# ESTRATTO SCELTO
La Turchia al rilancio
Corre l’anno 2008 e ad Istanbul, Turchia, si tiene il primo Vertice di Cooperazione Turchia-Africa. Al vertice partecipano 49 rappresentati degli stati africani. Già all’inizio dell’anno l’Unione Africana aveva conferito allo stato il titolo di partner preferenziale, “strategico”, riconoscendo il ruolo di uno stato dall’industria manifatturiera di qualità più alta in confronto a quella cinese, con un prezzo inferiore rispetto a quella europea.
È quello dell’agosto 2008 un momento cruciale nell’ambito del miglioramento dei rapporti commerciali diplomatici tra la Turchia e il resto dell’Africa. Dello stato che già nella storia aveva dimostrato il suo alto grado d’influenza verso l’Africa subsahariana.
La Turchia nel corso del 2016, dopo un tentato golpe e una serie di eventi poco felici – non ultima la sospensione del direttore di Hurriyet accusato di “tentativo di intimidire il governo – ha, attraverso il pragmatismo strategico del suo presidente, R. T. Erdogan, nonostante il recente gelo seguito all’approvazione della legge sugli insediamenti da parte del parlamento israeliano con quest’ultimo paese, migliorato e incentivato il percorso che mira al rilancio delle partnership commerciali all’interno del continente africano.
Una crescita degli investimenti e delle esportazioni notevole è stata registrata per il gigante ottomano, nonché di importazioni, riguardanti materie prime essenziali.
Il boom economico
Dal punto di vista delle esportazioni la Turchia copre i settori che riguardano edilizia, sanità, prodotti agroalimentari, tessili, chimici, macchinari, mobili, elettrodomestici. Per quanto concerne i servizi, caso esemplare è dato dalla Turkish Airlines, prima linea al mondo in quanto a collegamenti tra città africane, con una copertura di oltre 50 destinazioni.

# DATI ARCHIVIATI

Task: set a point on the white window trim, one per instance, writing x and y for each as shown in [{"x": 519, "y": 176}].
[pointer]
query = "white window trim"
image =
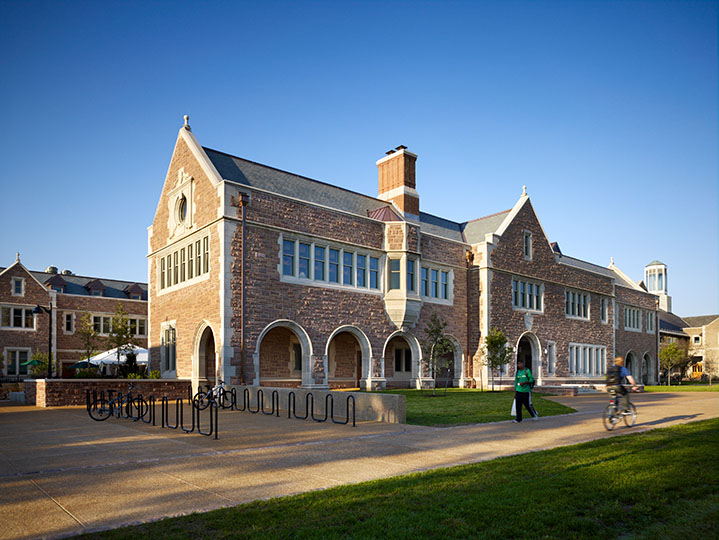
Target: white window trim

# LAVORO RICHIESTO
Per favore, riscrivi il brano sulla Turchia e l'Africa a partire da "La Turchia al" e proseguendo fino a "verso l’Africa subsahariana.", cambiando "partner preferenziale" in "alleato privilegiato". I dati non hanno alcun ruolo in questo esercizio.

# RISPOSTA QUI SOTTO
La Turchia al rilancio
Corre l’anno 2008 e ad Istanbul, Turchia, si tiene il primo Vertice di Cooperazione Turchia-Africa. Al vertice partecipano 49 rappresentati degli stati africani. Già all’inizio dell’anno l’Unione Africana aveva conferito allo stato il titolo di alleato privilegiato, “strategico”, riconoscendo il ruolo di uno stato dall’industria manifatturiera di qualità più alta in confronto a quella cinese, con un prezzo inferiore rispetto a quella europea.
È quello dell’agosto 2008 un momento cruciale nell’ambito del miglioramento dei rapporti commerciali diplomatici tra la Turchia e il resto dell’Africa. Dello stato che già nella storia aveva dimostrato il suo alto grado d’influenza verso l’Africa subsahariana.